__EXERCISE__. The records follow. Copy them exactly, but omit the pictures.
--- MATERIAL PROVIDED Enclosed Below ---
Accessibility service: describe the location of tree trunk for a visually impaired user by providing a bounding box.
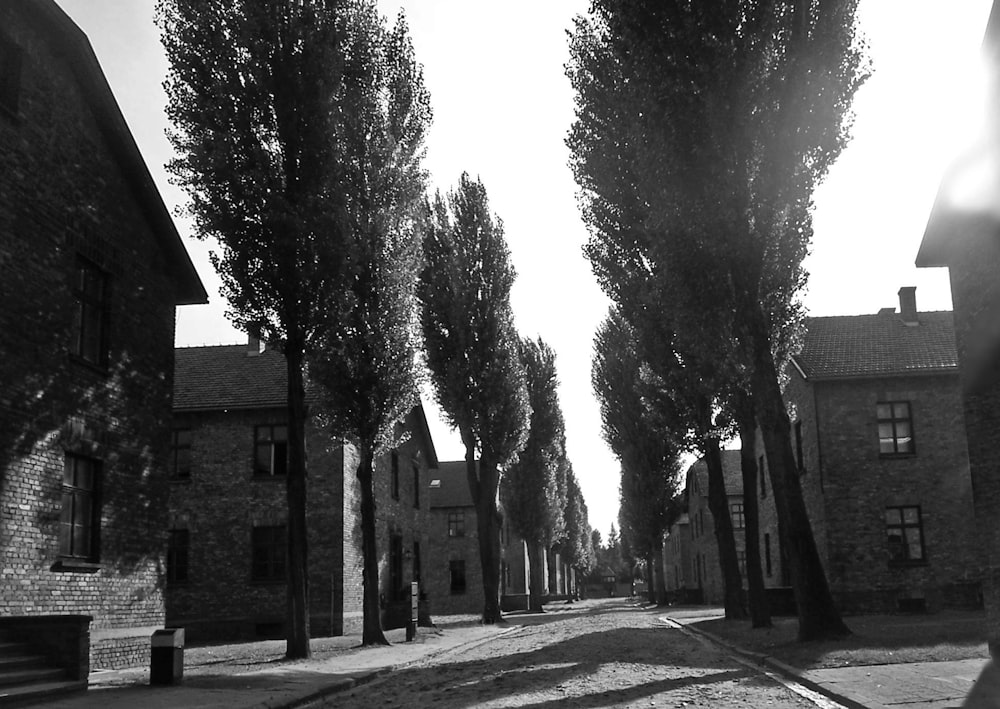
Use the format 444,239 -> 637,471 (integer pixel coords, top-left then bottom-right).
734,393 -> 772,628
527,541 -> 546,612
468,448 -> 503,623
701,408 -> 747,620
358,441 -> 389,645
284,342 -> 311,659
744,305 -> 849,641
--- End of Enclosed MATERIAL PROVIDED ---
__ANSWER FOR THIS EXERCISE__.
Accessibility service: describe the location of tree trunk for a visually impaired user by providing a bounding box.
Use the format 444,239 -> 637,471 (integer pixel coords, top-left then bottom-right).
734,393 -> 772,628
527,541 -> 546,612
468,448 -> 503,623
701,408 -> 747,620
358,441 -> 389,645
284,342 -> 311,659
744,305 -> 849,641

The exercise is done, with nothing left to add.